More Debits & Credits Posts

CPAs May Help Audit Fed's Consumer Protection Bureau

July 2, 2010

In a little-noticed provision of the mammoth financial reform legislation approved Wednesday by the House, CPAs are authorized to help the GAO’s Comptroller General conduct an annual audit of the Federal Reserve’s new Bureau of Consumer Financial Protection.

“The Comptroller General shall annually audit the financial transactions of the Bureau in accordance with the United States generally accepted government auditing standards, as may be prescribed by the Comptroller General of the United States,” said the bill, now known as the Dodd-Frank Wall Street Reform and Consumer Protection Act. “The audit shall be conducted at the place or places where accounts of the Bureau are normally kept. The representatives of the Government Accountability Office shall have access to the personnel and to all books, accounts, documents, papers, records (including electronic records), reports, files, and all other papers, automated data, things, or property belonging to or under the control of or used or employed by the Bureau pertaining to its financial transactions and necessary to facilitate the audit, and such representatives shall be afforded full facilities for verifying transactions with the balances or securities held by depositories, fiscal agents, and custodians.”

====

* _PROBLEMS AND TASKS_:
a. Answer these questions about the post on the consumer protection bureau audit:
(i) On what date is the post dated?
(ii) Which chamber approved the financial reform legislation on Wednesday?
(iii) What name is the bill now known by?
b. Repeat the part of the post on the consumer protection bureau audit that opens with the words containing "CPAs May Help" and closes with "Consumer Financial Protection.".
c. Pick up the post on the consumer protection bureau audit after its last sentence and write what comes next.

* _COLLECTED MATERIAL_:
====

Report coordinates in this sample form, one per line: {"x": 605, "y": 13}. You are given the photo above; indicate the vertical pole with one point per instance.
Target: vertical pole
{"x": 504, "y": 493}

====

* _ANSWERS_:
a.
(i) July 2, 2010
(ii) The House
(iii) The Dodd-Frank Wall Street Reform and Consumer Protection Act

b.
CPAs May Help Audit Fed's Consumer Protection Bureau

July 2, 2010

In a little-noticed provision of the mammoth financial reform legislation approved Wednesday by the House, CPAs are authorized to help the GAO’s Comptroller General conduct an annual audit of the Federal Reserve’s new Bureau of Consumer Financial Protection.

c.
The bill later goes on to describe the staff that the Comptroller General can engage to help conduct the audit. “For the purpose of conducting an audit under this subsection, the Comptroller General may, in the discretion of the Comptroller General, employ by contract, without regard to section 3709 of the Revised Statutes of the United States (41 U.S.C. 5), professional services of firms and organizations of certified public accountants for temporary periods or for special purposes. Upon the request of the Comptroller General, the Director of the Bureau shall transfer to the Government Accountability Office from funds available, the amount requested by the Comptroller General to cover the full costs of any audit and report conducted by the Comptroller General. The Comptroller General shall credit funds transferred to the account established for salaries and expenses of the Government Accountability Office, and such amount shall be available upon receipt and without fiscal year limitation to cover the full costs of the audit and report.”

The provision may please some CPA firms looking for extra government work, if not Rep. Ron Paul, R-Texas, who has called for auditing the entire Federal Reserve. His Audit the Fed bill failed to pass in the House this week.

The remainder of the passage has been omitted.